KEEFER, SAMUEL, ingénieur civil et fonctionnaire, né le 22 janvier 1811 à Thorold, Haut-Canada, quatrième fils de George Keefer* et de Catherine Lampman ; le 13 mai 1840, il épousa Anne E. Crawford, deuxième fille du sénateur George Crawford*, de Brockville, Haut-Canada, laquelle mourut en 1876, puis, le 13 décembre 1883, Rosalie Ellis Pocock, également de Brockville ; décédé le 7 janvier 1890, à Brockville.

Au milieu du xixe siècle, la politique et le génie civil étaient étroitement liés au Canada ; en effet, la plupart des projets d’envergure appartenaient au domaine des travaux publics, de sorte que les principaux emplois relevaient du domaine de la politique. L’apprentissage que fit Samuel Keefer, de 1827 à 1833 (sauf les deux années pendant lesquelles il fréquenta l’Upper Canada College à Toronto), au sein de la Welland Canal Company, ne pouvait, dans ces circonstances, mieux le préparer à une carrière d’ingénieur. Dirigé par son père, président de la compagnie, par William Hamilton Merritt*, qui en était l’inspirateur, et par des ingénieurs possédant déjà l’expérience du canal Érié, Keefer assimila les données techniques et politiques de son art. Sa science et des influences politiques lui permirent d’accéder à l’échelon le plus élevé de la profession qu’il avait choisie et, lorsqu’il tomba en disgrâce, il reçut aussitôt le secours d’amis politiques redevables envers lui.

====

» **Exercice proposé**
Reprenez la notice sur Samuel Keefer ci-dessus après sa dernière phrase et poursuivez-la dans le même registre. Les entrées qui suivent ne jouent aucun rôle dans cet exercice.

====

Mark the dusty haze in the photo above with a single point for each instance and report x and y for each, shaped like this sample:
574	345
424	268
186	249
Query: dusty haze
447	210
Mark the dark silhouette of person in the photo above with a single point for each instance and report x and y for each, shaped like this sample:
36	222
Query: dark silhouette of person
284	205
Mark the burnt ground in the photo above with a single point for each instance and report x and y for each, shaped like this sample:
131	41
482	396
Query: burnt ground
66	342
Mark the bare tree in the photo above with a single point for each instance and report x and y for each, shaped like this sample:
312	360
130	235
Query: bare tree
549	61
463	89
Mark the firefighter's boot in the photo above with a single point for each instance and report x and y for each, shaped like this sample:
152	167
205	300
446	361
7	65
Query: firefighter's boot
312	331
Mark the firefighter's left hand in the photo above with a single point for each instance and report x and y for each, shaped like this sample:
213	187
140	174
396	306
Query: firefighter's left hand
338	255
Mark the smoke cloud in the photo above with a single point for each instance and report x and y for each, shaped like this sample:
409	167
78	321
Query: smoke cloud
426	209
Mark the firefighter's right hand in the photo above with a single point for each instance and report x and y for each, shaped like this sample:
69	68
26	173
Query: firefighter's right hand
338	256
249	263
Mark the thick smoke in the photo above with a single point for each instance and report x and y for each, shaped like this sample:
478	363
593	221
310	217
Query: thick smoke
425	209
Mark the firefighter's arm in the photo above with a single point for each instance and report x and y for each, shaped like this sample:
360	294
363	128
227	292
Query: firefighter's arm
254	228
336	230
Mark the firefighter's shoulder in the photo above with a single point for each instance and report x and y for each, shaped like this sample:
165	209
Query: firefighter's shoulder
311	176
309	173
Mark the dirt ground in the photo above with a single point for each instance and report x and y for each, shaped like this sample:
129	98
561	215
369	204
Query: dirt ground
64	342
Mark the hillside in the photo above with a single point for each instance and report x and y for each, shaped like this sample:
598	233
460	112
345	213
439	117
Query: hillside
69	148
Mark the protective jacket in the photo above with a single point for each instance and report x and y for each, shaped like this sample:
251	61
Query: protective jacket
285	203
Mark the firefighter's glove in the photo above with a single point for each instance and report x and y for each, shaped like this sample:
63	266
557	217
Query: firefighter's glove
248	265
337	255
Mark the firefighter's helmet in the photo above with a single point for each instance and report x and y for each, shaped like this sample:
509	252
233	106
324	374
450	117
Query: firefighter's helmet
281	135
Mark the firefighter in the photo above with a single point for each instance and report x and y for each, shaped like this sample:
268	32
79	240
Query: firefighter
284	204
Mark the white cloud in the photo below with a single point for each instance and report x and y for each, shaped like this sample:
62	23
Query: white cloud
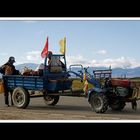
31	57
102	52
122	62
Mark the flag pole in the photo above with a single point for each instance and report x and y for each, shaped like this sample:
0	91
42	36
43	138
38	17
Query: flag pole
65	51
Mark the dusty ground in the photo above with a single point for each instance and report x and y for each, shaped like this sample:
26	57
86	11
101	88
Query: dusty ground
67	109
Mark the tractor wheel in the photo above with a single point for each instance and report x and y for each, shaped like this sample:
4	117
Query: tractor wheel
117	105
99	103
20	97
51	99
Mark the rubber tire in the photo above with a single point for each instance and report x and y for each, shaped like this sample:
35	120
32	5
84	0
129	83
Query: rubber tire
24	97
118	106
99	103
54	98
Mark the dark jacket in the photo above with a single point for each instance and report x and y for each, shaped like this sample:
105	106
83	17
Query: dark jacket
7	65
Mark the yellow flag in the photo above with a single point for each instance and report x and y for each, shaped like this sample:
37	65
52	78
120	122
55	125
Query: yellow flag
62	43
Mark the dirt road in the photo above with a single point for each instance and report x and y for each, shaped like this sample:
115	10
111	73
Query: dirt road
68	108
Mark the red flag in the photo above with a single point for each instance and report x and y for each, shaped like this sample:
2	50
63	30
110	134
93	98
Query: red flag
45	50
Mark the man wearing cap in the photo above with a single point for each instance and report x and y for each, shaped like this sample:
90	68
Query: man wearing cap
8	69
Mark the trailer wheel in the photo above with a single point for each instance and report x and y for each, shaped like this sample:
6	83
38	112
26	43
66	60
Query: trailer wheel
51	99
99	103
20	97
117	105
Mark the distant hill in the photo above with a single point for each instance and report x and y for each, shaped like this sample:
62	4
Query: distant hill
116	72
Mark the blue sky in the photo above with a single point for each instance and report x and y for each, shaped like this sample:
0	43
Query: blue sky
91	42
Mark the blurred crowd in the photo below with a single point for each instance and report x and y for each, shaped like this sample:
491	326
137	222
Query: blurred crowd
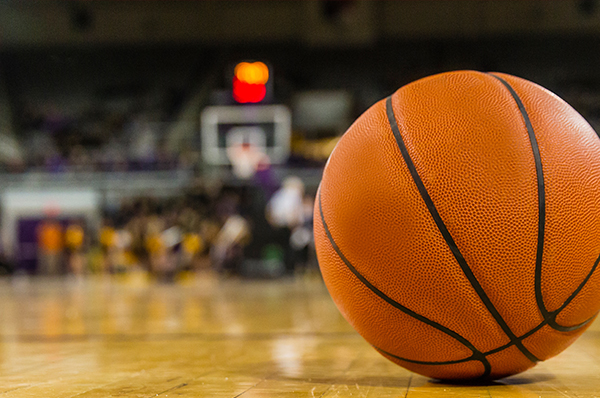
229	232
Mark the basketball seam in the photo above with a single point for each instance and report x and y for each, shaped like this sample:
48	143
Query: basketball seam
477	355
448	237
549	316
423	319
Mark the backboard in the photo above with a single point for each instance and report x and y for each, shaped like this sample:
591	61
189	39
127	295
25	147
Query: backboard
267	127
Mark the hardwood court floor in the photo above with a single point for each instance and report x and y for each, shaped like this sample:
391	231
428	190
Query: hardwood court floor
102	337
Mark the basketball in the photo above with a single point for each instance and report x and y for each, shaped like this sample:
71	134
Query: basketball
457	225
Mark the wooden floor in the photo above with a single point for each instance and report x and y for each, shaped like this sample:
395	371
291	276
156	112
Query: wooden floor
103	337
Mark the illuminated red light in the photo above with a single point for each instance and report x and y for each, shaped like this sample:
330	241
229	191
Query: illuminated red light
249	82
247	92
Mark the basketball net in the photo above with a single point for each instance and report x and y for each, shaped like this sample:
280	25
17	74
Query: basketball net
245	159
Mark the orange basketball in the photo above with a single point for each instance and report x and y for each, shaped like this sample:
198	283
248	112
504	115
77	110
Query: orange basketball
457	225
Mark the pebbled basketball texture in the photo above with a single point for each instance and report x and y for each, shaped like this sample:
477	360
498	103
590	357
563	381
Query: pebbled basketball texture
457	225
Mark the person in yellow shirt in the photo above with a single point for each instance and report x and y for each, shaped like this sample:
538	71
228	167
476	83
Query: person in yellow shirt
50	246
74	240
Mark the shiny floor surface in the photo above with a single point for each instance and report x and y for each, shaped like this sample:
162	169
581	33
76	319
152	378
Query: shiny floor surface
103	337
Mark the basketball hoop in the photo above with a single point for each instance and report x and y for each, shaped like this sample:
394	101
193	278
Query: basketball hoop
245	159
246	150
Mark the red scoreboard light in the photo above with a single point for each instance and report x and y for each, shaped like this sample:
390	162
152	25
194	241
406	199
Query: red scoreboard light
250	82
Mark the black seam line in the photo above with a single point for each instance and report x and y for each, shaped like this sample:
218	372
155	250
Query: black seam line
549	317
448	238
541	199
471	358
477	355
555	313
490	352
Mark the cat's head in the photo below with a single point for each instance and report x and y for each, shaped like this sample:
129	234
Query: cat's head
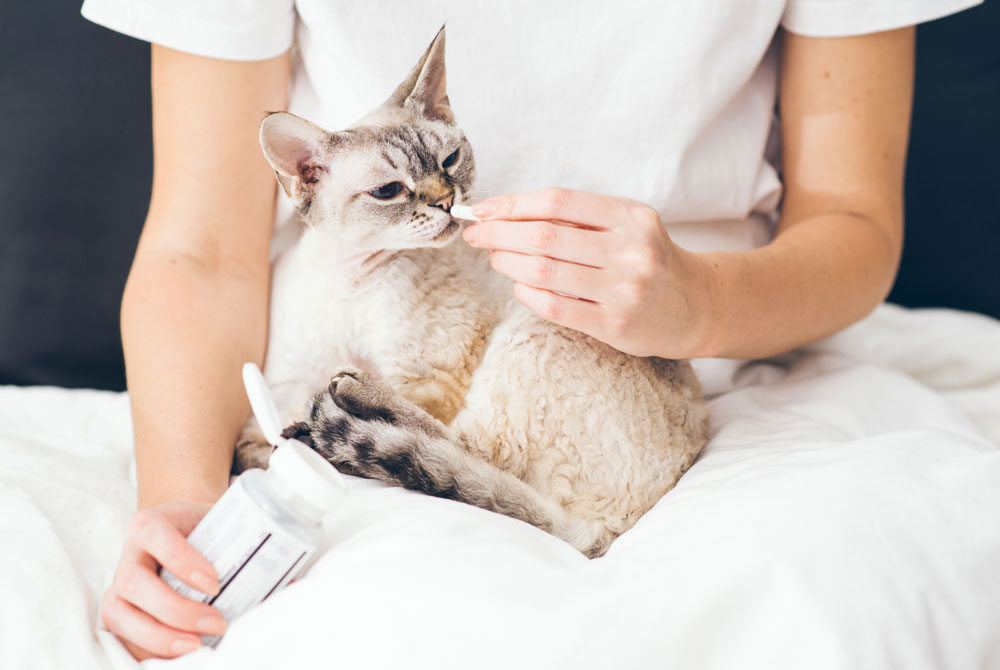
388	181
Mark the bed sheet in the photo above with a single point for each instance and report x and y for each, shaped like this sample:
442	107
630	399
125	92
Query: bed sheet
846	514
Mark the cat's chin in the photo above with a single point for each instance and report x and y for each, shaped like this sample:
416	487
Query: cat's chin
447	234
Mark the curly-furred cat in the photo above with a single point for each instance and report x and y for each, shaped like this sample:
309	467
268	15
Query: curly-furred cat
441	381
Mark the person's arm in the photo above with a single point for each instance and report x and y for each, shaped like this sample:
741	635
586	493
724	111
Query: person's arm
194	310
845	109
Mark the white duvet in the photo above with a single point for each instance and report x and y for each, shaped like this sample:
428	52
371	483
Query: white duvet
846	514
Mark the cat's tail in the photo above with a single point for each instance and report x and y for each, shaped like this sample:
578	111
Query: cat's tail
425	458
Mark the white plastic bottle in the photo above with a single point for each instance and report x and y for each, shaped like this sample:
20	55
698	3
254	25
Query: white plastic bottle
267	526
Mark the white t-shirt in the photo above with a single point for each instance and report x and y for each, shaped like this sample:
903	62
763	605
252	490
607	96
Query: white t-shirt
669	102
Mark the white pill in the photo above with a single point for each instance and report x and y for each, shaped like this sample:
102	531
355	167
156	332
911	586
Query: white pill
463	212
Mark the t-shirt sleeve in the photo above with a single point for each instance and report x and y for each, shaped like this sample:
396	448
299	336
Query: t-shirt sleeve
229	29
839	18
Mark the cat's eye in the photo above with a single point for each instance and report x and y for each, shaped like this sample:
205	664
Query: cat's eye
386	191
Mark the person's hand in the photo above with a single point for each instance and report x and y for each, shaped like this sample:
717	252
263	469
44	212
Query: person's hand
601	265
151	619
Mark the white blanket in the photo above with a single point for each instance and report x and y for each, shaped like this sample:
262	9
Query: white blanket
846	514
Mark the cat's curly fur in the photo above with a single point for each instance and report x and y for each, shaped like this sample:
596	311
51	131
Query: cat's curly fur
441	382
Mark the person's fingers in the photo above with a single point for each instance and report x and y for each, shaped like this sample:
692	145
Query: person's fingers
138	653
566	311
142	587
594	210
543	238
140	629
157	536
579	281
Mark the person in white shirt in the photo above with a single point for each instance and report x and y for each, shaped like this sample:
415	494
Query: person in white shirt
655	120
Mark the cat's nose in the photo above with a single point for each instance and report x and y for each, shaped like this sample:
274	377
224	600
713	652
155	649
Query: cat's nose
445	202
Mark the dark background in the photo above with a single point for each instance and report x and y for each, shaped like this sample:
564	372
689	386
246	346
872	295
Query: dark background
76	169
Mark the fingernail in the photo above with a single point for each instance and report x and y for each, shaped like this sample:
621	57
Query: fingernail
484	208
204	583
185	646
211	625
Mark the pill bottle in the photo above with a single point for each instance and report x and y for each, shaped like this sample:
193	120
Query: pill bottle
268	524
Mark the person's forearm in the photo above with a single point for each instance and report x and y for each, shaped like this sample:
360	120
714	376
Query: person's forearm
186	329
815	278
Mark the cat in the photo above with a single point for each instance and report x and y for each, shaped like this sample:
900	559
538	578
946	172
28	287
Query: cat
441	381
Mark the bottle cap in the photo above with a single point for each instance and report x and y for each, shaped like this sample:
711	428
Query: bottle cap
262	403
463	212
308	474
299	467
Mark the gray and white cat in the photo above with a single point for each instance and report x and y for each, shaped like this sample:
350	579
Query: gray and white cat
441	381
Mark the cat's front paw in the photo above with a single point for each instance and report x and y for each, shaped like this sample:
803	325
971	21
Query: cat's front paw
364	396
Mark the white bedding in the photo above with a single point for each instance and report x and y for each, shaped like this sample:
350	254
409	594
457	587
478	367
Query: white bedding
846	514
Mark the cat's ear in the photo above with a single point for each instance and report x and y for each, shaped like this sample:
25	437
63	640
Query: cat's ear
424	89
299	152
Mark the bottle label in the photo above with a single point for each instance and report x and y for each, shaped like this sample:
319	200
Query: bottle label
252	554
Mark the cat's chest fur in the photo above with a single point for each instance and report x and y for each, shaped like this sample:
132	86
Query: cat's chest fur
420	319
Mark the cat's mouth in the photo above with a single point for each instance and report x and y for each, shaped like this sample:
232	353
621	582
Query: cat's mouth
447	232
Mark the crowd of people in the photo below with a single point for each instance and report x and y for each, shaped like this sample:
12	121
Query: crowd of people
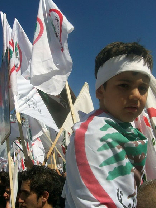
106	156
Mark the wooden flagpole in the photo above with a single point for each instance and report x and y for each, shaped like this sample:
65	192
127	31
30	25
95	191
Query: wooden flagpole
70	103
21	135
55	146
10	175
61	130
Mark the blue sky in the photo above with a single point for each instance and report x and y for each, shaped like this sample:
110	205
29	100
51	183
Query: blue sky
97	23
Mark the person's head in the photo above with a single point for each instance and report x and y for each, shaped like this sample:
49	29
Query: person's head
146	196
41	187
123	72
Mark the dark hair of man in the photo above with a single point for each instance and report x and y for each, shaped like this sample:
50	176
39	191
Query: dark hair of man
146	197
44	179
119	48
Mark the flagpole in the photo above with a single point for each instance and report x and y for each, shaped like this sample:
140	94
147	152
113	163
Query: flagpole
10	175
70	103
53	145
61	130
21	135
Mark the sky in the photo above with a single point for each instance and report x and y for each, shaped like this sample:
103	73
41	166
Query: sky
96	24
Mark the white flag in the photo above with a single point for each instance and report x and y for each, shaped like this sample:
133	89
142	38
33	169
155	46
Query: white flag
6	32
51	62
27	99
82	105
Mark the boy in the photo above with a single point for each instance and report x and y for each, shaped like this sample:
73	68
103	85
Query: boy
106	155
41	188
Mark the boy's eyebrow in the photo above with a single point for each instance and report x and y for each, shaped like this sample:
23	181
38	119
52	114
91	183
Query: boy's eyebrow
125	80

====

» **Réponse**
En 1833, après l’achèvement du canal Welland, Keefer parvint à se faire nommer secrétaire d’une commission formée par le gouvernement du Bas-Canada pour faire des recommandations touchant la façon d’améliorer la navigation sur le Saint-Laurent, près de Montréal. Toutefois, le rapport de la commission ne fut pas pris en considération par l’Assemblée et, comme tout laissait croire qu’aucun projet n’allait en résulter, Keefer regagna le Haut-Canada en 1834 pour travailler au canal de Cornwall à titre d’aide-ingénieur. Les travaux, maintes fois interrompus, furent abandonnés quand les fonds vinrent à manquer en 1838, et Keefer fut mis à pied en même temps que le reste du personnel. Il se releva cependant de cet échec : un an plus tard, aidé sans doute par des amis, il fut nommé secrétaire du nouveau bureau des Travaux publics du Bas-Canada ; après l’Union de 1841, on réorganisa ce service et il en devint l’ingénieur en chef. À 30 ans, Keefer obtenait l’un des postes les plus élevés accessibles à un ingénieur en Amérique du Nord britannique.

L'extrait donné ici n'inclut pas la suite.